§ Supplied text:
◆ ◆ ◆ ◆
Watching movies, for me, is a sign that I'm getting unbearably lonely.
Spiritual work is all about breaking the spell of ego, of selfishness, of the cozy world. This always requires the falling under a different spell – that of a teacher and a teaching – for however long it takes. Eventually however that spell must also be broken so that you can enter the world as it is: a ground – a battle ground – of spirit.
The past decade, for me, has been informed, if not governed, by three quotes:
1. Every entity has feelings, including electrons (AN Whitehead)
2. In my past life I was a cloud, and I was very happy being a cloud (Thich Nhat Hanh)
3. I fell in love with Taiji (John Kells).
The first two stress my continuity with the rest of creation, in particular with a non-organic life independent of awareness and consciousness, and the third expresses just how all-consuming my passion and devotion to Taiji must become.
The first stage of Taiji is the development of a root. This is a protracted process of switching allegiance from unreliable modes of support such as family, State, culture, identity, ego, to the eminently reliable physical support of the Earth – the ground beneath one's feet and the all-embracing field of gravity. This work (and it is work – hard work) must become central to one's life otherwise it just won't happen. Without a daily practice regime that steadily becomes the focus and core of not only the day but a life, there may still be hope (attending weekly classes) but no progress beyond the superficial adoption of a Taiji veneer.
◆ ◆ ◆ ◆
Pointing dataset excerpts
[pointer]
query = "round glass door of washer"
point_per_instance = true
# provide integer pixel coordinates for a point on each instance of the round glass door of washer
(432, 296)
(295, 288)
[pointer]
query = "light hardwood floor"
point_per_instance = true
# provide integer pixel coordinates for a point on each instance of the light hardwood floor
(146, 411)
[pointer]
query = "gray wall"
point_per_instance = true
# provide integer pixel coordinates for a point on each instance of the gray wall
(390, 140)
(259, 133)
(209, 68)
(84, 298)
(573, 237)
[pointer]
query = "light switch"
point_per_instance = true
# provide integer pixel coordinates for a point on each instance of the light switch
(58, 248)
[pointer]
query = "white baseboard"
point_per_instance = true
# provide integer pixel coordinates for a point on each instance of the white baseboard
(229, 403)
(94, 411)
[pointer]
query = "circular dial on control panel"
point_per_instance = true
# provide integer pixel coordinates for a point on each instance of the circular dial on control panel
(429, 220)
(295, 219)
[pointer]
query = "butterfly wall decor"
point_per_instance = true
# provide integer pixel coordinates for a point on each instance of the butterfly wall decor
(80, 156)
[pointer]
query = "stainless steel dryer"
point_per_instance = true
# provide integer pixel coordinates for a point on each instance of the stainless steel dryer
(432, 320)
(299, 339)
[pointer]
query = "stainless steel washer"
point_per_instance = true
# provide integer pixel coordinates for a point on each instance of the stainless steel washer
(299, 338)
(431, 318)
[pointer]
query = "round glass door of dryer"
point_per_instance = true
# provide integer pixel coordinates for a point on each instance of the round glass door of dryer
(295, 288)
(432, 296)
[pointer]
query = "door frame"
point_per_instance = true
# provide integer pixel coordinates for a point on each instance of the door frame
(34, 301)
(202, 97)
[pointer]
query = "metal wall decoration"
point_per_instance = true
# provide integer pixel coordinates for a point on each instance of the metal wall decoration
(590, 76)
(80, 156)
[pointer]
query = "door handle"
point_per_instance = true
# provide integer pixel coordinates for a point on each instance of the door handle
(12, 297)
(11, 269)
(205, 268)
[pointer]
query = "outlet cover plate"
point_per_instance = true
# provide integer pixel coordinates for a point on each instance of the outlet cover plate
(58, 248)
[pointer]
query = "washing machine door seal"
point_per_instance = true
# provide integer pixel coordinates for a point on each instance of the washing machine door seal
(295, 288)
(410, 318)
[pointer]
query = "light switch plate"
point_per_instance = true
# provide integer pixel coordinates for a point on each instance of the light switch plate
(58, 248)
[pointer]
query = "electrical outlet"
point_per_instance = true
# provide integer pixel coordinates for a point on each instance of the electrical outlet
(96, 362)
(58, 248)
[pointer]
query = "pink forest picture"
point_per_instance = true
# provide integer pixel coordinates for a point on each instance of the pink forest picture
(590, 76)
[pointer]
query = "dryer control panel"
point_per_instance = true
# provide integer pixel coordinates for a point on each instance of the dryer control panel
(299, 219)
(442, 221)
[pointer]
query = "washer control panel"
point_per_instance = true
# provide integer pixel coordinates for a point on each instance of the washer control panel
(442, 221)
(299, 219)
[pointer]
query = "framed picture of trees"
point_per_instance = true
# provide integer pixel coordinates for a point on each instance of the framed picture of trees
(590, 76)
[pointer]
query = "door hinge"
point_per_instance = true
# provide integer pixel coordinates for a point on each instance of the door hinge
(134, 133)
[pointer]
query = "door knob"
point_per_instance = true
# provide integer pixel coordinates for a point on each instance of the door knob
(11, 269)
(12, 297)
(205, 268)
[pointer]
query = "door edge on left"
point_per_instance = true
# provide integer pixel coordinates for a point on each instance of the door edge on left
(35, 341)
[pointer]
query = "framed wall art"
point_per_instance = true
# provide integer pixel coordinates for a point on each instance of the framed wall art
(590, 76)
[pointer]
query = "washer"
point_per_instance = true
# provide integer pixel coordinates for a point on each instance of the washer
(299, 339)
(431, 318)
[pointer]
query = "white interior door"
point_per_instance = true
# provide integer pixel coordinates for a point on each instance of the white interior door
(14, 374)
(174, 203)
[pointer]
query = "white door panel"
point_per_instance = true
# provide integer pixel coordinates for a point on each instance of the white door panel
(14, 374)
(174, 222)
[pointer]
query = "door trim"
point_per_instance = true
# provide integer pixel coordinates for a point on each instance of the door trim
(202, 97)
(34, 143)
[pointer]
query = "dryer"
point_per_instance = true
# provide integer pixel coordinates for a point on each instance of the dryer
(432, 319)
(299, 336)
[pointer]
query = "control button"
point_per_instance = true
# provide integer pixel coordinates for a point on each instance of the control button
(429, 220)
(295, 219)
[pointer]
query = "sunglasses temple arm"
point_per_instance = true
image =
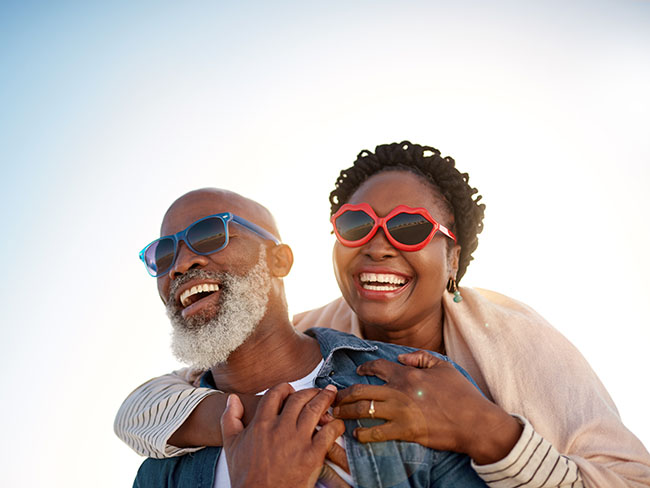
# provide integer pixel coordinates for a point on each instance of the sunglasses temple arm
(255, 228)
◆ ◆ ◆ ◆
§ Actions to take:
1. Answer these from the Taiji piece:
(a) What does watching movies signal for the writer?
(b) Who is credited with the line "I fell in love with Taiji"?
(c) What is named as the first stage of Taiji?
2. Carry on writing the Taiji piece, starting right after its last sentence.
You can set the entries aside; they aren't needed here.

§ Answers:
1.
(a) That the writer is getting unbearably lonely.
(b) John Kells.
(c) The development of a root.

2.
The external is known – captured – by naming. Giving and calling a name doesn't simply attach a label, though, it bestows an essence and permanence that then resists the energy from which the named emerge and immerge. Reality, or at least the world, the mind, is then a space littered with names, and, it would seem, by its very nature, language provides such spaces and little else. Our struggle is to clear the space of names and naming so that it can fill with flux and becoming. Poetry has always been a means of using language differently, stretching and twisting it, to transform the mind and evoke energy and spirit. When the poem is over the world is momentarily freed of my hardness, my discourse, and starts to hum. Taiji, of course, is also poetry, created from a language of movement and posture.
Beware the Taiji slump. It is only the lower dantien that connects and roots into the Earth so that the upper dantien can reach for the Heavens, leaving the middle dantien (heart) free to interact with whomever I'm facing. This means that I need to get used to splitting my mind three-ways so that I can work all three connexions at the same time all the time.
Try to remember the feeling of a heart rent by grief or rejection – lost love. The unbearable openness, the known world crumbling. The good student feels this as truth, and that gives her the courage to not only bear it but, through decades of practice, to eventually transform it to bliss. The poor student feels simply pain which they endeavor to avoid at all costs. The mediocre student also feels it as pain, a pain they pull away from only to realise that it was simply the pain of being intensely alive. They must then not only live with regret but also with the knowledge that, in all likelihood, they will always lack the courage.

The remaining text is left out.